__MATERIAL TO PROCESS__:

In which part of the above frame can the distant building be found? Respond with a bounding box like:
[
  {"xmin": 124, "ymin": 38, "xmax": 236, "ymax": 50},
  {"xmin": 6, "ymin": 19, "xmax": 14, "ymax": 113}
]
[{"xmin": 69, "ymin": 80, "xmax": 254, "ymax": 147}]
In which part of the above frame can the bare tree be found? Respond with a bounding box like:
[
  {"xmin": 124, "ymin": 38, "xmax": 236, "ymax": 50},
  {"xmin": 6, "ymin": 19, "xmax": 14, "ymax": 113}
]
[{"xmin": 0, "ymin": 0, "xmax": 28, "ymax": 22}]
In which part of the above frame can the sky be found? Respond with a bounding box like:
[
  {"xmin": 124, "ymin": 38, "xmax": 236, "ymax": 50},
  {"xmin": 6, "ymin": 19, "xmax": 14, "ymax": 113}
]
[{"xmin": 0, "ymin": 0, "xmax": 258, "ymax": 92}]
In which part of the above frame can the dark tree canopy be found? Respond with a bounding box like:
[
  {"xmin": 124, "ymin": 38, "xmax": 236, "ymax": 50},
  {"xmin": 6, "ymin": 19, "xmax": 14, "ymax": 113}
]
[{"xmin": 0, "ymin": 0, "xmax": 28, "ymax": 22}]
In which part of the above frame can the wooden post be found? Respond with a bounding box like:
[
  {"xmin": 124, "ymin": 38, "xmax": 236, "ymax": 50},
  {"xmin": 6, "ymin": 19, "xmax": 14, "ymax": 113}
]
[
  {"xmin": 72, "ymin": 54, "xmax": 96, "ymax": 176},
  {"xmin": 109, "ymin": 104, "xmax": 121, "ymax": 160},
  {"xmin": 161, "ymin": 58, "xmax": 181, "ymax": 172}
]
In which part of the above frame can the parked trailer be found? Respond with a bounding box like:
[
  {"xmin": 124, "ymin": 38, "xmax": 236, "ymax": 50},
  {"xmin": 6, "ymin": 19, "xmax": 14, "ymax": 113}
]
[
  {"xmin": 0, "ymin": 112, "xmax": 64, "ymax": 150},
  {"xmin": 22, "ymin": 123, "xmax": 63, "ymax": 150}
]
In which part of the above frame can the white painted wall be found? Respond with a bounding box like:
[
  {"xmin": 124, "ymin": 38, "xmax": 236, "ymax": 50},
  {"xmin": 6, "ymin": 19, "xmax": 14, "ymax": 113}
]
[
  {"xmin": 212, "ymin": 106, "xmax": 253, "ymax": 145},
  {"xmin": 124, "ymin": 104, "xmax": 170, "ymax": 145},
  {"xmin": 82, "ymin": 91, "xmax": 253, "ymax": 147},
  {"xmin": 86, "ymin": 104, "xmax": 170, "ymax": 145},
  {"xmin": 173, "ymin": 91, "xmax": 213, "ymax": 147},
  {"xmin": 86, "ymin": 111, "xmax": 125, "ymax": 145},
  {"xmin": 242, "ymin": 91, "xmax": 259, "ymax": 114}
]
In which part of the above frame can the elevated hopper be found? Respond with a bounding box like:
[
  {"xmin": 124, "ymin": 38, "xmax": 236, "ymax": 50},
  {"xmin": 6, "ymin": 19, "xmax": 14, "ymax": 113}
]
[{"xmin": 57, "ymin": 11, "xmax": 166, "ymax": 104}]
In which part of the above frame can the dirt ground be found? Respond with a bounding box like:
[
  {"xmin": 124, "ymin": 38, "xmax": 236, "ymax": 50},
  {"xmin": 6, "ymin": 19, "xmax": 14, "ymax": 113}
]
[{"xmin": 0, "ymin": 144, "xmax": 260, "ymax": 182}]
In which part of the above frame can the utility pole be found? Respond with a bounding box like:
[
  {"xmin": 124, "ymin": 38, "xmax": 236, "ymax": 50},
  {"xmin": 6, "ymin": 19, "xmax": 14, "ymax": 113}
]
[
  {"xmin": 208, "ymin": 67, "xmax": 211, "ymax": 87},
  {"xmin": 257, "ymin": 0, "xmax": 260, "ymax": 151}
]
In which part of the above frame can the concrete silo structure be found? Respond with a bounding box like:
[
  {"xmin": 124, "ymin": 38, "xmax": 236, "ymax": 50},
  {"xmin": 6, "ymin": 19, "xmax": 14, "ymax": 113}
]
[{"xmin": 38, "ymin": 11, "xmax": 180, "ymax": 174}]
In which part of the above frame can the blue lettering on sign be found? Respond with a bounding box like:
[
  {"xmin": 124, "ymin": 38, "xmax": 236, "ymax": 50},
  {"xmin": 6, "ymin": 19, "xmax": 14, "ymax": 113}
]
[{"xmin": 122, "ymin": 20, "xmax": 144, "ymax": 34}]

__WHAT YOU SHOULD DO__:
Reproduce all of the records above verbatim, line for line.

__RESPONSE TO THIS TASK__:
In which part of the above frame can the distant building be found? Respond with a bounding box like:
[
  {"xmin": 124, "ymin": 38, "xmax": 236, "ymax": 50},
  {"xmin": 6, "ymin": 19, "xmax": 14, "ymax": 113}
]
[{"xmin": 69, "ymin": 80, "xmax": 254, "ymax": 147}]
In which part of the above frame can the bare tree be found? Respond with a bounding box like:
[
  {"xmin": 124, "ymin": 38, "xmax": 236, "ymax": 50},
  {"xmin": 6, "ymin": 19, "xmax": 14, "ymax": 113}
]
[{"xmin": 0, "ymin": 0, "xmax": 28, "ymax": 22}]
In which part of the above frame can the sky be found? Respond with a bounding box like:
[
  {"xmin": 124, "ymin": 38, "xmax": 236, "ymax": 50},
  {"xmin": 6, "ymin": 19, "xmax": 14, "ymax": 113}
]
[{"xmin": 0, "ymin": 0, "xmax": 258, "ymax": 92}]
In which part of the above frame can the dark tree canopy be found? Respond with a bounding box like:
[
  {"xmin": 124, "ymin": 38, "xmax": 236, "ymax": 50},
  {"xmin": 6, "ymin": 19, "xmax": 14, "ymax": 113}
]
[{"xmin": 0, "ymin": 0, "xmax": 28, "ymax": 22}]
In which part of the above frame can the wooden post be found? Respond with a bounding box like:
[
  {"xmin": 124, "ymin": 38, "xmax": 236, "ymax": 50},
  {"xmin": 6, "ymin": 19, "xmax": 14, "ymax": 113}
]
[
  {"xmin": 72, "ymin": 54, "xmax": 96, "ymax": 176},
  {"xmin": 109, "ymin": 104, "xmax": 121, "ymax": 160},
  {"xmin": 161, "ymin": 58, "xmax": 181, "ymax": 172}
]
In which part of the above frame can the parked trailer be found? Respond with a bounding box like:
[
  {"xmin": 124, "ymin": 38, "xmax": 236, "ymax": 50},
  {"xmin": 6, "ymin": 19, "xmax": 14, "ymax": 113}
]
[
  {"xmin": 0, "ymin": 112, "xmax": 64, "ymax": 150},
  {"xmin": 22, "ymin": 123, "xmax": 63, "ymax": 150}
]
In which part of the above frame can the white painted wall be found? Respond with a bounding box like:
[
  {"xmin": 124, "ymin": 38, "xmax": 236, "ymax": 50},
  {"xmin": 6, "ymin": 19, "xmax": 14, "ymax": 113}
]
[
  {"xmin": 212, "ymin": 106, "xmax": 253, "ymax": 145},
  {"xmin": 124, "ymin": 104, "xmax": 170, "ymax": 145},
  {"xmin": 82, "ymin": 91, "xmax": 253, "ymax": 147},
  {"xmin": 86, "ymin": 104, "xmax": 170, "ymax": 145},
  {"xmin": 173, "ymin": 91, "xmax": 213, "ymax": 147},
  {"xmin": 86, "ymin": 111, "xmax": 125, "ymax": 145},
  {"xmin": 242, "ymin": 91, "xmax": 259, "ymax": 114}
]
In which part of the above frame can the elevated hopper be found? Respond with a bounding box like:
[
  {"xmin": 124, "ymin": 38, "xmax": 236, "ymax": 50},
  {"xmin": 6, "ymin": 19, "xmax": 14, "ymax": 113}
]
[{"xmin": 57, "ymin": 11, "xmax": 166, "ymax": 104}]
In which part of the above frame can the dirt ground be found? Respond with a bounding box like:
[
  {"xmin": 124, "ymin": 38, "xmax": 236, "ymax": 50},
  {"xmin": 6, "ymin": 19, "xmax": 14, "ymax": 113}
]
[{"xmin": 0, "ymin": 144, "xmax": 260, "ymax": 182}]
In which part of the above frame can the utility pole be found? Respond with a bounding box like:
[
  {"xmin": 124, "ymin": 38, "xmax": 236, "ymax": 50},
  {"xmin": 6, "ymin": 19, "xmax": 14, "ymax": 113}
]
[
  {"xmin": 208, "ymin": 67, "xmax": 211, "ymax": 87},
  {"xmin": 257, "ymin": 0, "xmax": 260, "ymax": 151}
]
In which part of the above frame can the concrete silo structure be found? Respond with a bounding box like:
[
  {"xmin": 124, "ymin": 38, "xmax": 236, "ymax": 50},
  {"xmin": 6, "ymin": 19, "xmax": 14, "ymax": 113}
]
[{"xmin": 38, "ymin": 11, "xmax": 180, "ymax": 174}]
In which part of the above frame can the blue lettering on sign be found? Respond with a bounding box like:
[
  {"xmin": 124, "ymin": 38, "xmax": 236, "ymax": 50},
  {"xmin": 6, "ymin": 19, "xmax": 14, "ymax": 113}
]
[{"xmin": 122, "ymin": 20, "xmax": 144, "ymax": 34}]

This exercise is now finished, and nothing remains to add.